> [GIVEN INSTRUCTION] Select every line below that contains the word "white" and copy each of those lines.
** START EXERCISE INPUT **
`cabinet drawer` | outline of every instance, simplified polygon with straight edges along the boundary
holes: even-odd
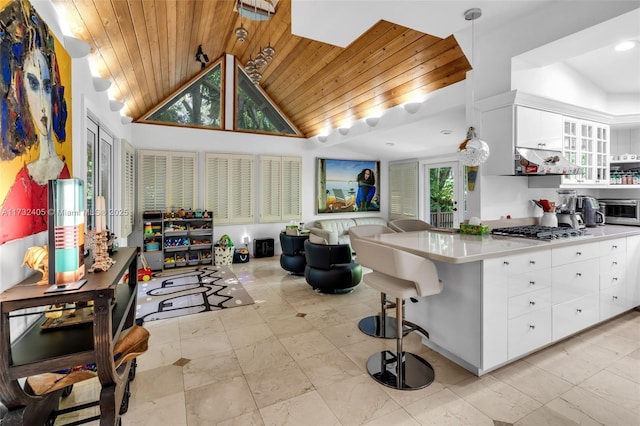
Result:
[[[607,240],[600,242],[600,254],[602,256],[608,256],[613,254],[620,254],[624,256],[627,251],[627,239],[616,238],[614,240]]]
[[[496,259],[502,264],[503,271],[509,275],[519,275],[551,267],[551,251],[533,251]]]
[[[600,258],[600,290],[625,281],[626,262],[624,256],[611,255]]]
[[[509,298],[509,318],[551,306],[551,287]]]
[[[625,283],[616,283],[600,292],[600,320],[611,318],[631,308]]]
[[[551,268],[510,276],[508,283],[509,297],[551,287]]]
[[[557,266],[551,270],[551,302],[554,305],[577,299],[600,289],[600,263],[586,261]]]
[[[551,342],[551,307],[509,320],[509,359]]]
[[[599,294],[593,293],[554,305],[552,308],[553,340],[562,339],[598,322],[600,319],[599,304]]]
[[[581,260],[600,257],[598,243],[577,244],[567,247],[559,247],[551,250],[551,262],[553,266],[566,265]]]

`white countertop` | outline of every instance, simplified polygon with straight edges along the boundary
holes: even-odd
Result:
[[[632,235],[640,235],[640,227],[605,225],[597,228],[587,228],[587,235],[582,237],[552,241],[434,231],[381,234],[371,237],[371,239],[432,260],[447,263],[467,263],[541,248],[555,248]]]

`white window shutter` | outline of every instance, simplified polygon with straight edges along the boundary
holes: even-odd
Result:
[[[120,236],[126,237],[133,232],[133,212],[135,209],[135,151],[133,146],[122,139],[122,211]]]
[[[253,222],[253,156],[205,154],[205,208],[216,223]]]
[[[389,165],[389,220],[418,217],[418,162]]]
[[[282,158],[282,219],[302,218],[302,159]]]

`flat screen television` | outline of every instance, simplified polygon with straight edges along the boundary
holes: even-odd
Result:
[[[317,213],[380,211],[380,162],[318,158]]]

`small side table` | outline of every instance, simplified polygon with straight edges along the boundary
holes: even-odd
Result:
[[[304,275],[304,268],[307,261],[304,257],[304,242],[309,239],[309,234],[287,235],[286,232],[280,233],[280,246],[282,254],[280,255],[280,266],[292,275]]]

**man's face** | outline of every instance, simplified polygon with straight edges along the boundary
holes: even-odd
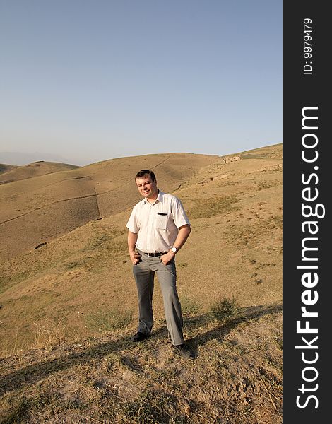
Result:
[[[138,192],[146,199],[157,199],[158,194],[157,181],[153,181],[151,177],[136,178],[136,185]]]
** END EXERCISE INPUT **
** START EXERCISE INPUT **
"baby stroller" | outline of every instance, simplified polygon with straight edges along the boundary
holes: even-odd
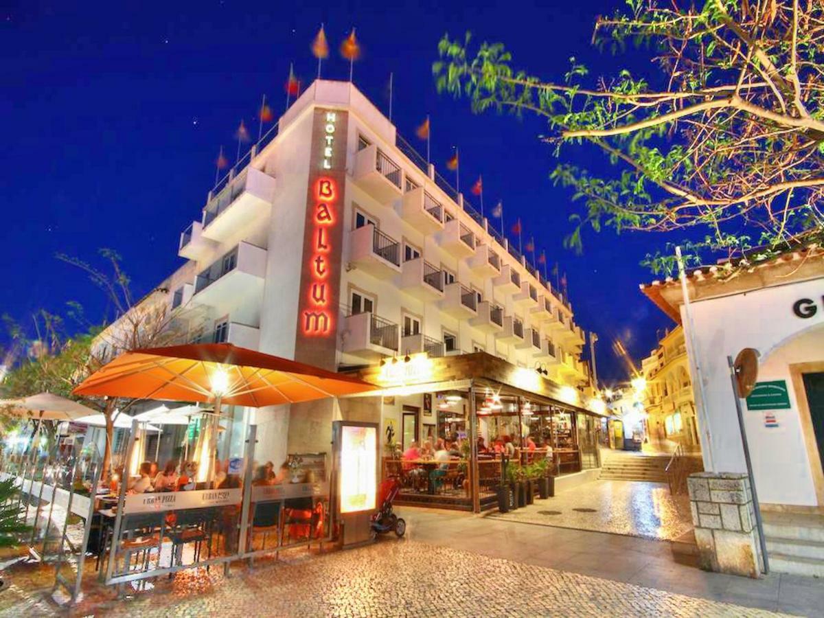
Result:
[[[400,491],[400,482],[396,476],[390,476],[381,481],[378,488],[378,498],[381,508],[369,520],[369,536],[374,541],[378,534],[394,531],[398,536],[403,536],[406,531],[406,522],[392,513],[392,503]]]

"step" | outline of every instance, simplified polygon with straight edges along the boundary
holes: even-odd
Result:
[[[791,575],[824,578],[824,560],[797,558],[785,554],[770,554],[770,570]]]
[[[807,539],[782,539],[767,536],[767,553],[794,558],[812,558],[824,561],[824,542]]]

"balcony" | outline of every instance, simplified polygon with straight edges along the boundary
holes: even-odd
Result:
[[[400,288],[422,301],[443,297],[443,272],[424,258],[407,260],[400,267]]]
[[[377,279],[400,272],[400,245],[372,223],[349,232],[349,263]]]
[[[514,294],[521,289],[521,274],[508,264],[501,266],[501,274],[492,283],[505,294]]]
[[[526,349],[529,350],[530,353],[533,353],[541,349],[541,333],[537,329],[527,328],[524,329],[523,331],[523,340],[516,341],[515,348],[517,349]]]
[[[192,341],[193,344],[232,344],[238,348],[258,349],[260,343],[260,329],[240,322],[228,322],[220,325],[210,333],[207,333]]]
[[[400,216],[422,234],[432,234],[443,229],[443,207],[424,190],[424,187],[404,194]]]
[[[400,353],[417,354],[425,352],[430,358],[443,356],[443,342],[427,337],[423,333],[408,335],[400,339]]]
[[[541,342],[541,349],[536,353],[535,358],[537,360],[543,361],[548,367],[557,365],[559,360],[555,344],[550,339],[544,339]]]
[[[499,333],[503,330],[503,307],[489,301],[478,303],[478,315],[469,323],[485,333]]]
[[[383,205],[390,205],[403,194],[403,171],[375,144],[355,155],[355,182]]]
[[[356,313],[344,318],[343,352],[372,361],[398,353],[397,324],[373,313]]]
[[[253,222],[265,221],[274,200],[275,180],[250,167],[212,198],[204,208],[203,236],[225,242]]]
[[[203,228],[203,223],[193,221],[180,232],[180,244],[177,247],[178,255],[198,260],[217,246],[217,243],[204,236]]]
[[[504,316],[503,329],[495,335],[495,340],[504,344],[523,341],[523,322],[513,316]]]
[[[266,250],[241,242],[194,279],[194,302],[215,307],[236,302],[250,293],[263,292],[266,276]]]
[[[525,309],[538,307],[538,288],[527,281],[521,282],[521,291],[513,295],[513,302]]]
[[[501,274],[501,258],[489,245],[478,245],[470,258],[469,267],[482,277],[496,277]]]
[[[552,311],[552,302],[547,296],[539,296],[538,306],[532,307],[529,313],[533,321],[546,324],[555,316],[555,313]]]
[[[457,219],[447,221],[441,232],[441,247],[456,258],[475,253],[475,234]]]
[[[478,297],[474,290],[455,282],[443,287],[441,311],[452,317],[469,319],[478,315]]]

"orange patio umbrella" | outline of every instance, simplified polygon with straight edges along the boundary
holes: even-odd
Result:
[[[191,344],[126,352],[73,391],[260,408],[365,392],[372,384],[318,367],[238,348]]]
** END EXERCISE INPUT **
> [SOLUTION FOR THIS EXERCISE]
`white countertop` | outline of every instance, simplified polygon with straight edges along the boundary
`white window shutter` | outline of every instance, simplified polygon with straight edges along the boundary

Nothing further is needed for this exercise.